Extracted records section start

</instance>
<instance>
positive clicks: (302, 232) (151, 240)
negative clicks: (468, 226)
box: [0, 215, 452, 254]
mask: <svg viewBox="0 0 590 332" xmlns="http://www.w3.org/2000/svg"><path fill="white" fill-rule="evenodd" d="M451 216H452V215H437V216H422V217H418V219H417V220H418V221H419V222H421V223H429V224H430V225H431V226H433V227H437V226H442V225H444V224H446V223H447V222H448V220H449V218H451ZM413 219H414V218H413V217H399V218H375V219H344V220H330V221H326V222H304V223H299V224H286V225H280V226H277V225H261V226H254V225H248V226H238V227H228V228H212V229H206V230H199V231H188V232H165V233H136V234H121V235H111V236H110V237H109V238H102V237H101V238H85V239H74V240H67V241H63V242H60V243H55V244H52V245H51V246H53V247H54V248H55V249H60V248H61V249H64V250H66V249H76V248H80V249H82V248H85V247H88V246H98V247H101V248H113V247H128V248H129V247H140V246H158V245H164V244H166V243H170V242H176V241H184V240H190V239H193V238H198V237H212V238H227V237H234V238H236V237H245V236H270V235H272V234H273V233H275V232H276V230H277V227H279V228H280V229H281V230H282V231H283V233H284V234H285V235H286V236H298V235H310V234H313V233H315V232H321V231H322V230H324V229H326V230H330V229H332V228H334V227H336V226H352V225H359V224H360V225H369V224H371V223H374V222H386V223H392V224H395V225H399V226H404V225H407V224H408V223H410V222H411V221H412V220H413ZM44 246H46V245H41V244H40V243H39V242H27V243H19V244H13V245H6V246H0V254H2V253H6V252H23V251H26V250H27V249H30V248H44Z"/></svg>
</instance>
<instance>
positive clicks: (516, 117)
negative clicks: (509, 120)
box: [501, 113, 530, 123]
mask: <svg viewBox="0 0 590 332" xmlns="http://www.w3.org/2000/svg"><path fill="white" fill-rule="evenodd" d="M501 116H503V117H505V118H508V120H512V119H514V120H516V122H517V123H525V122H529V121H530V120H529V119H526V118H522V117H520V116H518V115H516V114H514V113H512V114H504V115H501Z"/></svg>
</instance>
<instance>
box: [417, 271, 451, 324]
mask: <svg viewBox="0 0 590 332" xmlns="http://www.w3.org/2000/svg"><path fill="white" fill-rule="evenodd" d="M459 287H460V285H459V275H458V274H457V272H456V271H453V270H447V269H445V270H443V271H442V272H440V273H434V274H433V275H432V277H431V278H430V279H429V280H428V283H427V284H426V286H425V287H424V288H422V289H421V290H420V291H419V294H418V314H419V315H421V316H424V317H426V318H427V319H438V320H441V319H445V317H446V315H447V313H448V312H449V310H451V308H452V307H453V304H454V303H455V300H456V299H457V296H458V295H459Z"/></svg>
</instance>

Extracted records section end

Work order:
Your output must contain exactly the lines from the one containing "negative clicks: (509, 120)" to the final line of the data above, and no other text.

Written reply:
negative clicks: (509, 120)
box: [501, 113, 530, 123]
mask: <svg viewBox="0 0 590 332" xmlns="http://www.w3.org/2000/svg"><path fill="white" fill-rule="evenodd" d="M501 116H503V117H505V118H508V120H512V119H514V120H516V122H517V123H525V122H529V121H530V120H529V119H526V118H522V117H520V116H518V115H516V114H514V113H512V114H504V115H501Z"/></svg>
</instance>
<instance>
box: [417, 271, 451, 324]
mask: <svg viewBox="0 0 590 332" xmlns="http://www.w3.org/2000/svg"><path fill="white" fill-rule="evenodd" d="M459 287H460V285H459V275H458V274H457V272H456V271H453V270H447V269H445V270H443V271H442V272H440V273H434V274H433V275H432V277H431V278H430V279H429V280H428V283H427V284H426V286H425V287H424V288H422V289H421V290H420V291H419V294H418V314H419V315H421V316H424V317H426V318H427V319H438V320H441V319H445V317H446V315H447V313H448V312H449V310H451V308H452V307H453V304H454V303H455V300H456V299H457V296H458V295H459Z"/></svg>
</instance>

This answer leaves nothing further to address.